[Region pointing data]
· · · ·
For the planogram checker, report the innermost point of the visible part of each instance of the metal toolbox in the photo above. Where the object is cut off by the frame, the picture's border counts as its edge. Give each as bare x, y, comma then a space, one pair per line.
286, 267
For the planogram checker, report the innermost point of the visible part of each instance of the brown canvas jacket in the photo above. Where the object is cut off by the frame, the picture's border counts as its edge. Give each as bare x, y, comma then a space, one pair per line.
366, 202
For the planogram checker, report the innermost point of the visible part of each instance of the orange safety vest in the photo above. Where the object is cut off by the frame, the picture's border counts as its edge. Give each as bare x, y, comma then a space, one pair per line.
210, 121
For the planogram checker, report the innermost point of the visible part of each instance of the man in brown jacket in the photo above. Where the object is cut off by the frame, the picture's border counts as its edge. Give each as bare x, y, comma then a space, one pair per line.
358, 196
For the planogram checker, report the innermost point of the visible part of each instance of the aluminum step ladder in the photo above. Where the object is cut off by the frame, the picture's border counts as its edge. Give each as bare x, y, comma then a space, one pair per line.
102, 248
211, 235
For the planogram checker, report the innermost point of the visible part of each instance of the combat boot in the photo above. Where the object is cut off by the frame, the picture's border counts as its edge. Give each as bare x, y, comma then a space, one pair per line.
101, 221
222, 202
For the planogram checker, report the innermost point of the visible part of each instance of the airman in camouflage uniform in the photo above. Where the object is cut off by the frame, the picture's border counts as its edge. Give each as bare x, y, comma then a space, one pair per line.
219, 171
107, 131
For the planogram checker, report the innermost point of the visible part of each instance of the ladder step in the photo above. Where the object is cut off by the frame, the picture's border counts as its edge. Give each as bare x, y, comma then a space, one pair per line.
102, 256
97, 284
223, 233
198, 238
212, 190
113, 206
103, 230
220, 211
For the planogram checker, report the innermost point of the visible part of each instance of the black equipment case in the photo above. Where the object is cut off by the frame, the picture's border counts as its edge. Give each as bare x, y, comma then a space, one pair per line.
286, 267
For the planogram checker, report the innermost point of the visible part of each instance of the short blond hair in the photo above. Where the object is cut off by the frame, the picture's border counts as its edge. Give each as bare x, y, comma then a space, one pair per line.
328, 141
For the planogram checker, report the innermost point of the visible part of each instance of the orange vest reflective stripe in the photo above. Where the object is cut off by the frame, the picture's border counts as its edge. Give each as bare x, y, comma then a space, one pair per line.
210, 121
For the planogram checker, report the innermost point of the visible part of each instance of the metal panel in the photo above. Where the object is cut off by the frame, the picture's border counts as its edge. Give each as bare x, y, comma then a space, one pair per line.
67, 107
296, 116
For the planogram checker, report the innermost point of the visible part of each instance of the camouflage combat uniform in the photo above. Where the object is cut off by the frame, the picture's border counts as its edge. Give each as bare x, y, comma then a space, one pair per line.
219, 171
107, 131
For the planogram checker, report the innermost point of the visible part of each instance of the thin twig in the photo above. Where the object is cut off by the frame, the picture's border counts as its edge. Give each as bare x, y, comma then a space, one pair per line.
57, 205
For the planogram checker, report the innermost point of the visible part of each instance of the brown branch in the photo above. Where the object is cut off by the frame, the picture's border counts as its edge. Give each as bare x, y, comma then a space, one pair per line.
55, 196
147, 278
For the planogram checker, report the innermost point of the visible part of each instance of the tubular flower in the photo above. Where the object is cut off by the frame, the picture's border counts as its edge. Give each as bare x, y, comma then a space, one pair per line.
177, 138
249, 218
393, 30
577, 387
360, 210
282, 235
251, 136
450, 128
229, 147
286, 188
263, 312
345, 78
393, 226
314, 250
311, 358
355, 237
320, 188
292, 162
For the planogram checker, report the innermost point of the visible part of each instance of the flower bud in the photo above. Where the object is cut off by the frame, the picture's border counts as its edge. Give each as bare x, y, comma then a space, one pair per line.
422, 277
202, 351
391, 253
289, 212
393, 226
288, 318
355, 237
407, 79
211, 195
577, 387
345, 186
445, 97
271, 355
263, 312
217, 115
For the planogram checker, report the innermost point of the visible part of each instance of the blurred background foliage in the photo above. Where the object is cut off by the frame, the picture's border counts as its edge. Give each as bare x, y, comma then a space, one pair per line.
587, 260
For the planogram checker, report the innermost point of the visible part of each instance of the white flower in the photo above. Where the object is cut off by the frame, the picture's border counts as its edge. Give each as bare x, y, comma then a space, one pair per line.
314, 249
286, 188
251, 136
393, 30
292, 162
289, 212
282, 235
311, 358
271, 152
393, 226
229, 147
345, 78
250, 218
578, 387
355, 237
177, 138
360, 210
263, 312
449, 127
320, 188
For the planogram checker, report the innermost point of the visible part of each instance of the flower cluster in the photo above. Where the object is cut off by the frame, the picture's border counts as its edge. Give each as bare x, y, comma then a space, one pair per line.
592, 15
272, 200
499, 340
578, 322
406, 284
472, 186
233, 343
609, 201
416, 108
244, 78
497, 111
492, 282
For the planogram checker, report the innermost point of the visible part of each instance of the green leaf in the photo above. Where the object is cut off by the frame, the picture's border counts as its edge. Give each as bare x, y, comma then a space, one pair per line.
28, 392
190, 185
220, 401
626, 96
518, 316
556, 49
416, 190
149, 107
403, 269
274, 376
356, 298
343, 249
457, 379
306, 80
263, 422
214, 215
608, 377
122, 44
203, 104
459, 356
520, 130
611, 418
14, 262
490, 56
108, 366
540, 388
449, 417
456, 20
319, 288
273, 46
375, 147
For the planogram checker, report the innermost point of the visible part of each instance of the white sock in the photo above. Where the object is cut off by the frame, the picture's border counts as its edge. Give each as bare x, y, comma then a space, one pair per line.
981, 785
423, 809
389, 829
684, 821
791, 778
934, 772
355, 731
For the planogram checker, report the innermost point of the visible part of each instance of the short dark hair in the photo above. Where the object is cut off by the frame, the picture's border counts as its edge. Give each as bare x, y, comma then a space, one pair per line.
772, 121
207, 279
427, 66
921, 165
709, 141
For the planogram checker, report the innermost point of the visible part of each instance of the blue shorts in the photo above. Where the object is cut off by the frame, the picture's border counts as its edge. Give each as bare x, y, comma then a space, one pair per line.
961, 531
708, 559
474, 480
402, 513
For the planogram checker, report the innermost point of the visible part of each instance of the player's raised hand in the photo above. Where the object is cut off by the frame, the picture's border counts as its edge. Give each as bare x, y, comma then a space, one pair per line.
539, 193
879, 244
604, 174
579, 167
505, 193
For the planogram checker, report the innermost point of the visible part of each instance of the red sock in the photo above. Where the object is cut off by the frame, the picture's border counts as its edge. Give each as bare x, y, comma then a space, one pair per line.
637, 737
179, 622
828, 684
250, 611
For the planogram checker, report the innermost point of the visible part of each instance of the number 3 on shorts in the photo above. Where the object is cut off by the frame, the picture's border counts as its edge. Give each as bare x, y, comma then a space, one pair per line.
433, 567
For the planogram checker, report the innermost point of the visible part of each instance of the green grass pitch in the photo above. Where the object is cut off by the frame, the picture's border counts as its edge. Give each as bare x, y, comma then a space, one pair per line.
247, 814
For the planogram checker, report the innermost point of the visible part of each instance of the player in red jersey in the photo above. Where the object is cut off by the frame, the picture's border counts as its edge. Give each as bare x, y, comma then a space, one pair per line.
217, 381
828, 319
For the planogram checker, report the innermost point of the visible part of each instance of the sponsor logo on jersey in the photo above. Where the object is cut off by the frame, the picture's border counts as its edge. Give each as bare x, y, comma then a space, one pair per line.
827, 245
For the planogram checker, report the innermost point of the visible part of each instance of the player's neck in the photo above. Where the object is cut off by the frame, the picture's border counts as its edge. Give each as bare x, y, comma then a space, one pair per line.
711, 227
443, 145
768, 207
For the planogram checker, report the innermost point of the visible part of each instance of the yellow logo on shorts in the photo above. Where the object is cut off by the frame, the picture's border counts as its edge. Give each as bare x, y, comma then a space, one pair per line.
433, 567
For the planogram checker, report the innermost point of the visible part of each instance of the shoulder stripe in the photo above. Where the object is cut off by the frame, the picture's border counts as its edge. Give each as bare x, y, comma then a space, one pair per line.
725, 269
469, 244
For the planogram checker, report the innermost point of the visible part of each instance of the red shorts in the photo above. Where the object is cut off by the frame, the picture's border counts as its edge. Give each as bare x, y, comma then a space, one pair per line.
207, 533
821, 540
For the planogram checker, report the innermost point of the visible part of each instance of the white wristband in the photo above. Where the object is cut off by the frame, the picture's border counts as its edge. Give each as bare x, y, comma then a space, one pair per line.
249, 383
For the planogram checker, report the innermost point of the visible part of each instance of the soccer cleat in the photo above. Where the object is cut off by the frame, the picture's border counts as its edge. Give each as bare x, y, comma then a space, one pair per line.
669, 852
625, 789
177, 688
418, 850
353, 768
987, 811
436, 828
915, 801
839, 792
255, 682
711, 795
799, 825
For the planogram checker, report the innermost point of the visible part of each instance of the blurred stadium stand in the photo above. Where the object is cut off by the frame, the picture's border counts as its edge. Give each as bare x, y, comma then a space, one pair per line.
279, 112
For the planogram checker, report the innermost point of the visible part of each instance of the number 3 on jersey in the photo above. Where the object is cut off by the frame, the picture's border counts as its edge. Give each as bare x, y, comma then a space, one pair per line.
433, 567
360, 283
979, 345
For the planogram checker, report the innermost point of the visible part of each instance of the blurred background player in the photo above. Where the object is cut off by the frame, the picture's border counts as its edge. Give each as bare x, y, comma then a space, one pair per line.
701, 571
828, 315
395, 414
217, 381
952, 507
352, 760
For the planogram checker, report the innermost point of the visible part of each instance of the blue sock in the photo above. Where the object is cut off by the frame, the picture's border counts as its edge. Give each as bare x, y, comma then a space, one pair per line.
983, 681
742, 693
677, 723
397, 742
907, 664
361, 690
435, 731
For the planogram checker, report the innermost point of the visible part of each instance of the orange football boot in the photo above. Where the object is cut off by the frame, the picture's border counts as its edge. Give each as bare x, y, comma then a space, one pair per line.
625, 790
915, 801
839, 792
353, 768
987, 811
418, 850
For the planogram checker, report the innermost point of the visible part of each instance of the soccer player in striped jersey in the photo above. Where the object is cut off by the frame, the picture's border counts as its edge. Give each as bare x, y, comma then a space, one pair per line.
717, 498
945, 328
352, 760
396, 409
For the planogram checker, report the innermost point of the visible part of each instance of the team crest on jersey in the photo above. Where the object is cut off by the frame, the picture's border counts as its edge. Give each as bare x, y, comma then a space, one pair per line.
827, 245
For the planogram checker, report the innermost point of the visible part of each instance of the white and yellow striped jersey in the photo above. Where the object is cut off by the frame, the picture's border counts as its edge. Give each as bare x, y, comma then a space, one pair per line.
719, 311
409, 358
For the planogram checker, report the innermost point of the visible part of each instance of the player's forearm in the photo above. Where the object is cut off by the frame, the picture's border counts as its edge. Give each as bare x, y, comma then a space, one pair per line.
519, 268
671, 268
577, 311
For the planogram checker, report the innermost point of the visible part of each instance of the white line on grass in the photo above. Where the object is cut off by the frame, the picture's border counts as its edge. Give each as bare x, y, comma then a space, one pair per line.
· · · ·
[EXERCISE BRIEF]
Write out, word for word, every line from the one containing "the player's forearm" through the last line of the records above.

[TASK ANSWER]
For the planogram checker, report the innermost point of the visible part of each instance of the player's forearm in the photo above. Where the object is cut off by the frame, the picture's border counts as its edge. Give each as bare x, y, comma then a space, one pair per line.
519, 268
671, 268
577, 311
For the planogram checker, report the innermost point of the visible part of each instance of the white line on grass in the photo above. Where the object is cut off by the frame, the picture's border counts as its edge. Give each as bare x, y, comma then a space, one pair per line.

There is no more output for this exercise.